## Work to do
Images are not part of the copy; write out the rest of the data exactly as given.

===

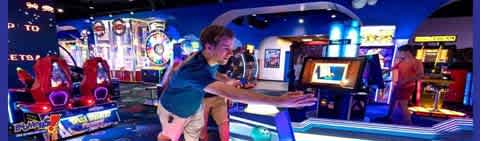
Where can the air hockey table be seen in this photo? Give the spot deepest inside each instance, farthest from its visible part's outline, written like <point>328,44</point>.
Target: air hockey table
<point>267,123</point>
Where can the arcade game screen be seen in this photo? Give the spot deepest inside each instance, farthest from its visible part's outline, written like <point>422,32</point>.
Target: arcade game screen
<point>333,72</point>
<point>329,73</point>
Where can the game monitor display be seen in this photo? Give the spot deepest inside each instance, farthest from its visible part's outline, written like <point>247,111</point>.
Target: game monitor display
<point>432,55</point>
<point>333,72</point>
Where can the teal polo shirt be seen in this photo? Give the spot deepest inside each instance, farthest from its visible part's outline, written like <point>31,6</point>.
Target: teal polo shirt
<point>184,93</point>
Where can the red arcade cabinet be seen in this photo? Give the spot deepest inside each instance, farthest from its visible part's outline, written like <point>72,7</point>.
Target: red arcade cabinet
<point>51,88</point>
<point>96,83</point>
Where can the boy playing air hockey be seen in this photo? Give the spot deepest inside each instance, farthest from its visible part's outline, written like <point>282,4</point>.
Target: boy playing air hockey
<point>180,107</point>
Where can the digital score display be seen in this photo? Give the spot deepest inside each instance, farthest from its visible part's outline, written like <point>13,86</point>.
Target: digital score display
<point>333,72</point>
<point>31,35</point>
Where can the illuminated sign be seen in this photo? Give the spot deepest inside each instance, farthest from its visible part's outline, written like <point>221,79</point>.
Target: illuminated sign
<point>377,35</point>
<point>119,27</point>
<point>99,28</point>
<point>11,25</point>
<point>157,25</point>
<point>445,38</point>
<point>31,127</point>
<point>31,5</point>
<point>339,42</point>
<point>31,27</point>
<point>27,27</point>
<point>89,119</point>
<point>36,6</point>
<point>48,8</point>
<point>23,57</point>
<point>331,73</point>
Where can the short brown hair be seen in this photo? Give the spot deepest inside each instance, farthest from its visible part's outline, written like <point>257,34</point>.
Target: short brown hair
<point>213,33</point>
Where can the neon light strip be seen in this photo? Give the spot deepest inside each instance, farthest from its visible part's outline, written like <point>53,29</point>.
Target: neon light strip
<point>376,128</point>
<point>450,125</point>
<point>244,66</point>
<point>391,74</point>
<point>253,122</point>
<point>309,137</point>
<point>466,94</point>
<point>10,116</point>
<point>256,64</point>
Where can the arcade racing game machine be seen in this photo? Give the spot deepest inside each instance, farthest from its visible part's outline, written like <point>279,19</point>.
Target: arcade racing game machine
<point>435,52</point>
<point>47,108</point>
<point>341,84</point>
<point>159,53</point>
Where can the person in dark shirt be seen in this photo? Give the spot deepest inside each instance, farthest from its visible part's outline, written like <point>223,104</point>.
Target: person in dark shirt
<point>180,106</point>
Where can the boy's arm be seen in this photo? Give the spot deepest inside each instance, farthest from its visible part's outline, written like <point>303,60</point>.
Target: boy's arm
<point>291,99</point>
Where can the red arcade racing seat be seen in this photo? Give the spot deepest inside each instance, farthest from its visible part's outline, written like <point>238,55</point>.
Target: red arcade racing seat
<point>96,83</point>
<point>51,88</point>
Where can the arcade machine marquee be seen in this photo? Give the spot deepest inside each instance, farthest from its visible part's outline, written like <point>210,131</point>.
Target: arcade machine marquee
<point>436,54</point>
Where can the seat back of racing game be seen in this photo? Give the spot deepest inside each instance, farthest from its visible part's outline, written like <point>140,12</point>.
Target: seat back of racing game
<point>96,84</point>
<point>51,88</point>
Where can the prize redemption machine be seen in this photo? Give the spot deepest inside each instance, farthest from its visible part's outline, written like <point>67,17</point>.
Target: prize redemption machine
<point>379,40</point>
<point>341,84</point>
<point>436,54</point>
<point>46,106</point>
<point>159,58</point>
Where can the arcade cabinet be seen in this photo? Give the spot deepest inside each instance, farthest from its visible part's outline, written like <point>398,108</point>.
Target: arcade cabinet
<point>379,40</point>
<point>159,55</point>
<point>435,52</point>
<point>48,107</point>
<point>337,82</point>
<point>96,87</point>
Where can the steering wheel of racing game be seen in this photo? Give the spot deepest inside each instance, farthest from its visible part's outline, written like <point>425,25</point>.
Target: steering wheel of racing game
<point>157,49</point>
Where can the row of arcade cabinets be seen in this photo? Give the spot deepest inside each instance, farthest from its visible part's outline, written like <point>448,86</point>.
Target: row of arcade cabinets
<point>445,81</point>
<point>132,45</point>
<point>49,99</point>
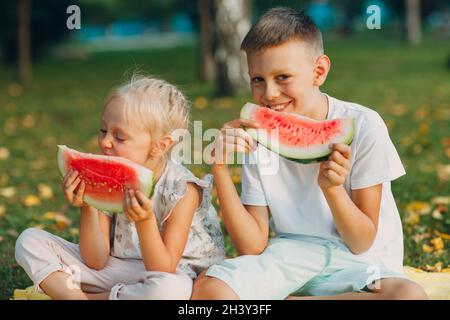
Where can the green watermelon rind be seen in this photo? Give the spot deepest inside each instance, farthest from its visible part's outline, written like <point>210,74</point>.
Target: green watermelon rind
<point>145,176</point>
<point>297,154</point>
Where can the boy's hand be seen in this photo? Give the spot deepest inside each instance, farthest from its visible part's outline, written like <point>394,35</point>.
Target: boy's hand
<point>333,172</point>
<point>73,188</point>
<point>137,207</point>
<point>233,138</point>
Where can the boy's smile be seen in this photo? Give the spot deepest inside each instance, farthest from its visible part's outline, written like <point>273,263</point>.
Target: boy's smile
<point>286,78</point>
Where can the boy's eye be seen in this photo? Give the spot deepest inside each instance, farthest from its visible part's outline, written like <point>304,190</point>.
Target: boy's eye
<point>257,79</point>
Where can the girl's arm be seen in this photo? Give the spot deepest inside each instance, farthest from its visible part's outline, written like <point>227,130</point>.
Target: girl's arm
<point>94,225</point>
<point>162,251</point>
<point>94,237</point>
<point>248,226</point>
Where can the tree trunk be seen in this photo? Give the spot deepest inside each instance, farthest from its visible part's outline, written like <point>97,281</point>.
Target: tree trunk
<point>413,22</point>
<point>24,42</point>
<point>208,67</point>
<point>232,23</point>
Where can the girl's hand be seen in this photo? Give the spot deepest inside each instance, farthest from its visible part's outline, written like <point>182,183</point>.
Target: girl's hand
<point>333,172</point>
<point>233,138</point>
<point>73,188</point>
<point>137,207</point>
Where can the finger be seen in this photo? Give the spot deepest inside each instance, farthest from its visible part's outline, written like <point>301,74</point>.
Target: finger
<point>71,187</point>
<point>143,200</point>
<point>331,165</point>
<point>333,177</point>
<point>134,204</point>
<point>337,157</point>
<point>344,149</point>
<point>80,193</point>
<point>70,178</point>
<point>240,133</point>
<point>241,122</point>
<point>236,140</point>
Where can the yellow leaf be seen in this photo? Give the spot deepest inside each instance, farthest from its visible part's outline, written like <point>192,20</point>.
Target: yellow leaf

===

## Exercise response
Where can the air hockey table be seen in this photo? Give the spot deepest inside each instance, farthest from its visible part's outline, written like <point>328,44</point>.
Target: air hockey table
<point>267,123</point>
Where can the arcade game screen be seen in this photo? Give the spot deepest inside each instance, farthest from its visible part's outline, written like <point>422,32</point>.
Target: arcade game screen
<point>333,72</point>
<point>329,73</point>
Where can the game monitor display be seen in this photo? Give the spot deepest inside each instance, farthest from its visible part's outline, written like <point>247,111</point>.
Target: game monitor display
<point>432,55</point>
<point>333,72</point>
Where can the teal polo shirt be seen in this photo? Give the spot deepest inside each instance, farthest from its visible part's outline, written like <point>31,6</point>.
Target: teal polo shirt
<point>184,93</point>
Where can the red arcade cabinet be seen in this photo? Give the spot deepest inside each instance, farthest from its visible part's outline, written like <point>72,7</point>.
Target: red arcade cabinet
<point>51,88</point>
<point>96,83</point>
Where can the boy playing air hockey be seen in this photo? Give the spot deepest inside each instance, farthest from its visible part's outline, written like <point>282,4</point>.
Target: boy playing air hockey
<point>180,107</point>
Where can the digital score display be seen in this photo? Give the spot deepest inside each instance, farthest from its visible part's outline, written like <point>13,86</point>.
Target: digital score display
<point>333,72</point>
<point>31,35</point>
Where can the illuminated sign be seen in this photo? Give the spot deepest inside each instance, farthest from its visible part's outline, written like <point>221,79</point>.
Target: illuminated sign
<point>377,35</point>
<point>119,27</point>
<point>99,28</point>
<point>11,25</point>
<point>157,25</point>
<point>445,38</point>
<point>31,127</point>
<point>31,5</point>
<point>339,42</point>
<point>31,27</point>
<point>27,27</point>
<point>89,119</point>
<point>36,6</point>
<point>48,8</point>
<point>23,57</point>
<point>331,73</point>
Where can the short brown hair be seen in this photo? Give the spot deepest inside each instance, farthest from its visible part's outline, written like <point>257,34</point>.
Target: short brown hair
<point>213,33</point>
Where can the neon light strip be seen in this photo? Give the spot deepest inside each instance, farthest from its visible part's outline, written like <point>53,29</point>.
Target: neon light strip
<point>376,128</point>
<point>450,125</point>
<point>244,66</point>
<point>391,74</point>
<point>253,122</point>
<point>309,137</point>
<point>466,94</point>
<point>10,116</point>
<point>256,64</point>
Where can the arcade racing game machine be seen in this photo? Give the spot deepest inside each instance, farthest from its visible part's outline, written like <point>279,19</point>.
Target: arcade racing game machine
<point>435,52</point>
<point>47,108</point>
<point>341,84</point>
<point>159,53</point>
Where can the person in dark shirt be seen in this photo? Give the spot deepest inside each instance, farthest from its visible part's outline, written like <point>223,104</point>.
Target: person in dark shirt
<point>180,106</point>
Where can the boy's arm be seen in this photo? Give the spot deepest inside each instance, farthest from its visible part's outline, written like <point>303,60</point>.
Target: boy's arm
<point>291,99</point>
Where can the red arcade racing seat be seen in this photo? Give the spot deepest inside each instance, farthest from its visible part's outline, written like <point>238,55</point>.
Target: red arcade racing seat
<point>96,83</point>
<point>51,88</point>
Where can the arcade machine marquee be seen in this photo? Give the spot deepest inside each instance, farthest from its visible part's outline, written like <point>210,131</point>.
Target: arcade machine marquee
<point>436,54</point>
Where can the seat back of racing game be seen in this photo? Give the spot deepest inside each instance, farthest from its visible part's outline, written like <point>140,12</point>.
Target: seat back of racing game
<point>96,84</point>
<point>51,88</point>
Where can the prize redemption machine be seen in this photo? Give the spot deepest inside each instance, farthest from its visible part's outline, written like <point>67,17</point>.
Target: prize redemption machine
<point>379,40</point>
<point>341,84</point>
<point>436,54</point>
<point>46,106</point>
<point>159,58</point>
Where can the arcade cabinet be seen in this photo? Give the spot deepest inside each instance, farthest from its visible part's outline, written like <point>398,108</point>.
Target: arcade cabinet
<point>379,40</point>
<point>159,55</point>
<point>435,52</point>
<point>48,107</point>
<point>337,82</point>
<point>96,87</point>
Where can the steering wheel of racing game be seen in this photo? Give the spot deepest inside each instance, farthest from its visible part's outline, written like <point>425,25</point>.
Target: steering wheel of racing game
<point>157,49</point>
Where can the row of arcade cabinets be seen in this photo? Give the spot deepest inside each instance, farthest from its visible part's outline, written like <point>448,86</point>.
Target: row of arcade cabinets
<point>445,81</point>
<point>132,45</point>
<point>49,99</point>
Where can the green watermelon rind be seen in this photo? Give the spot deepest inside each instance, farthest from its visible part's outline, written like <point>210,74</point>.
Target: green watermelon rind
<point>145,176</point>
<point>297,154</point>
Where can the boy's hand be seen in this photo? Give the spot deepest inside each instance, farthest from its visible part's outline, written like <point>394,35</point>.
Target: boy's hand
<point>333,172</point>
<point>73,188</point>
<point>137,207</point>
<point>233,138</point>
Where can the boy's smile be seen in this photo? Give the spot deepest inside each instance, farthest from its visible part's outline, written like <point>273,263</point>.
Target: boy's smile
<point>286,78</point>
Where can the boy's eye be seen in this photo? Give the spot deepest inside each instance, farthest from its visible part's outline, written like <point>304,190</point>.
Target: boy's eye
<point>257,79</point>
Where can the girl's arm be seen in this photo? Give the spot deepest inside each instance, farthest from its visible part's outline, written like <point>227,130</point>.
Target: girl's arm
<point>94,225</point>
<point>162,251</point>
<point>94,237</point>
<point>248,226</point>
Where can the tree trunk be seen in this photo? Give the spot deepest inside each instance, farthest from its visible part's outline, written like <point>97,281</point>.
Target: tree trunk
<point>413,22</point>
<point>24,42</point>
<point>208,67</point>
<point>232,23</point>
Where can the girl's hand be seen in this photo? Give the spot deepest inside each instance, farthest from its visible part's outline, written like <point>182,183</point>.
Target: girl's hand
<point>333,172</point>
<point>233,138</point>
<point>73,188</point>
<point>137,207</point>
Where can the finger be seen in this photo? Give the spot deepest inside each instance, farthest from its visible part's outline, written like <point>301,74</point>.
Target: finger
<point>71,187</point>
<point>143,200</point>
<point>331,165</point>
<point>333,177</point>
<point>134,204</point>
<point>337,157</point>
<point>344,149</point>
<point>80,193</point>
<point>70,178</point>
<point>240,133</point>
<point>241,122</point>
<point>236,140</point>
Where can the yellow leaf be seen in this photo? Give the spot deepest inside each instance, farthest from its visible part's outline, written like <point>192,20</point>.
Target: yellow leaf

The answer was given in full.